# Directive:
Retype the lines of the listing below word for word, beginning with the line that contains "of the swimming" and continuing through the end of the listing, including both that first line and the last line.

Location annotation dataset excerpts
* begin *

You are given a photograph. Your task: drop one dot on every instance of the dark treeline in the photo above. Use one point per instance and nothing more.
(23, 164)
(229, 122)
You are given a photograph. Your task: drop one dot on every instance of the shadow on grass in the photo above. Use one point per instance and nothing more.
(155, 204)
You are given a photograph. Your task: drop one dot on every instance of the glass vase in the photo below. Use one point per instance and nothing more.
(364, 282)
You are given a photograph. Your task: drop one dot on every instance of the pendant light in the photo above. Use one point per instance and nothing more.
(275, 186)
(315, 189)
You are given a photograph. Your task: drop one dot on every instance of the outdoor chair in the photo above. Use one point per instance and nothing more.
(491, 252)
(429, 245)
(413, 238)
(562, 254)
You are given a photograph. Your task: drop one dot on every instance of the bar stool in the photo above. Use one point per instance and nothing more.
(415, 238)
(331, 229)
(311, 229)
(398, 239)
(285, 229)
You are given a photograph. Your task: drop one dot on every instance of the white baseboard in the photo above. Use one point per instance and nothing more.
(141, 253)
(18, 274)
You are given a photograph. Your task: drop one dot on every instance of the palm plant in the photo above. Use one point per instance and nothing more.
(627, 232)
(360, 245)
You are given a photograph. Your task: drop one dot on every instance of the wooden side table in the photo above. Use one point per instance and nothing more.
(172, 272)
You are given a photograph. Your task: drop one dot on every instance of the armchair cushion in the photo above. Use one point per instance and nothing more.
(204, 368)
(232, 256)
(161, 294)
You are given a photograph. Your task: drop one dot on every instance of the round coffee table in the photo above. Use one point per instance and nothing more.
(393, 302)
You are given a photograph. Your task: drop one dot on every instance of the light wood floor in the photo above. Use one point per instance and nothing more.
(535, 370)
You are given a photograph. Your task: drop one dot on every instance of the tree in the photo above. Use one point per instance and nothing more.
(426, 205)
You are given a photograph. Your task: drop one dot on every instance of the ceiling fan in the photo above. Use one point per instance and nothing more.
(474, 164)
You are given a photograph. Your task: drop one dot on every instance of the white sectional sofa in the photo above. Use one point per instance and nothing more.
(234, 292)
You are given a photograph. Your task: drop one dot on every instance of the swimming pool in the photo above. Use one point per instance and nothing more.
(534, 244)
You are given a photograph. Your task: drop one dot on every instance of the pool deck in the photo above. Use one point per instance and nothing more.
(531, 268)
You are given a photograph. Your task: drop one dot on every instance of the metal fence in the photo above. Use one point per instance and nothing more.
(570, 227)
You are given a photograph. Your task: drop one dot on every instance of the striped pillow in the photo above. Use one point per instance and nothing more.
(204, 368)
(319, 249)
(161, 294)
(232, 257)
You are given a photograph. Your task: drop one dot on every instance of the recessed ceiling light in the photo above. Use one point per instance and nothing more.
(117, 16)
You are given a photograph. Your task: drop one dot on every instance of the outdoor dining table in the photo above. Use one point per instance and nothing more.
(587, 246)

* end *

# Worked solution:
You are given a photograph. Your task: drop one dot on every instance of the swimming pool in the photo above. Use one point per instance and nothing more.
(534, 244)
You are given a photograph. Your task: drop one dot on every instance of the pool deck in the photo above. Use one point per instance and nothing more.
(531, 268)
You are given a photograph. Your task: drop one dot on every instance of the metal fence in the photo above. Use one point per instance and nothing more.
(570, 227)
You are given a photograph. Your task: drop one dot on every instance of the striped pillow in the photo above. Use one point per instance and nothing more.
(204, 368)
(319, 249)
(161, 294)
(232, 257)
You are given a photograph. Your task: drop one dot on every instance of the recessed ceiling light in the photo above. Use one point per instance and nothing more.
(117, 16)
You are given a photograph. Your task: drop one dot on every instance of the outdoor dining table in the photo above. Use one point per instance and nothing more.
(587, 246)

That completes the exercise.